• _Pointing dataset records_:
— BEGIN —
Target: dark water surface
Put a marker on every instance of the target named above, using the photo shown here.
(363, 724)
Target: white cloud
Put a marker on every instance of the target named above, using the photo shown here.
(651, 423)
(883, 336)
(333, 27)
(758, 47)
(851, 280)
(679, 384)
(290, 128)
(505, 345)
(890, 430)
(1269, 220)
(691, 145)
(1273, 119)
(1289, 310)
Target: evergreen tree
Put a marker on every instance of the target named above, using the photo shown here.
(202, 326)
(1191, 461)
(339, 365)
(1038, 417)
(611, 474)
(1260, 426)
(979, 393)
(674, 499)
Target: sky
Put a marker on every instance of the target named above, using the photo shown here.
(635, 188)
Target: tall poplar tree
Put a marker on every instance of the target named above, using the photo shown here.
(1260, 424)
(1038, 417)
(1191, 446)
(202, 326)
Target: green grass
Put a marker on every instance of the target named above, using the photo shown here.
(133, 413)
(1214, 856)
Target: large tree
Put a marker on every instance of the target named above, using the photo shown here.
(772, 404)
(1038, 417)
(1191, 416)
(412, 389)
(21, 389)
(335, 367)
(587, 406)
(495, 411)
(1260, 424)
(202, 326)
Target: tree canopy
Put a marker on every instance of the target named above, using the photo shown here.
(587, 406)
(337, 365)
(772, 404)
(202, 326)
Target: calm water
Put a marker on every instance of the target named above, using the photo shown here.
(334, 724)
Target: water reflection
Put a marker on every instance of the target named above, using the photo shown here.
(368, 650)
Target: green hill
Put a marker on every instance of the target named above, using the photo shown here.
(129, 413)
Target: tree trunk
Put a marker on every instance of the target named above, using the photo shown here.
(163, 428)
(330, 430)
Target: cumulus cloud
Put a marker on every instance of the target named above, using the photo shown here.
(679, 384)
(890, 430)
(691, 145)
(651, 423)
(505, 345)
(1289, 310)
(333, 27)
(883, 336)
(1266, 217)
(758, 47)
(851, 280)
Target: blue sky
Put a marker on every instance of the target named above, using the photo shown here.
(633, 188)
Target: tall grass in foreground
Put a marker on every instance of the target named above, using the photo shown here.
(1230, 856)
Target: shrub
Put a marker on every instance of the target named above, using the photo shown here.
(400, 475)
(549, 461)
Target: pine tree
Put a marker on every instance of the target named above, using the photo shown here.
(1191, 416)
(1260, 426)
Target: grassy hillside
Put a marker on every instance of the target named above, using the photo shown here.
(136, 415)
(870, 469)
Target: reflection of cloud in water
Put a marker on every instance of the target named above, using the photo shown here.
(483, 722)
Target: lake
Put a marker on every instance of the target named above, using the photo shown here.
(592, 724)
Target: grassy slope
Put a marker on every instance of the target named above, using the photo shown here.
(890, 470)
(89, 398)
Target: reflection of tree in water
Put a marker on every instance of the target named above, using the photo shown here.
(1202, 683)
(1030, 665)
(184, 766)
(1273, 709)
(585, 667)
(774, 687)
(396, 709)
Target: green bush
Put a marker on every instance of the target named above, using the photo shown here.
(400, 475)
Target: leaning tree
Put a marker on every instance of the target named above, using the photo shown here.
— END —
• _Aim_: Rescale the stretch from the line containing "Target: green bush" through the end of the listing. Give back every line in that stretch, requests included, and multiply each point coordinate by 1.5, rounding to whole numbers with halves rounded up.

• _Task response_:
Target: green bush
Put a marker on every instance of the target named above, using the photo shown here.
(600, 713)
Target: leaning tree
Put a marker on every instance of the target named above, using the photo shown here.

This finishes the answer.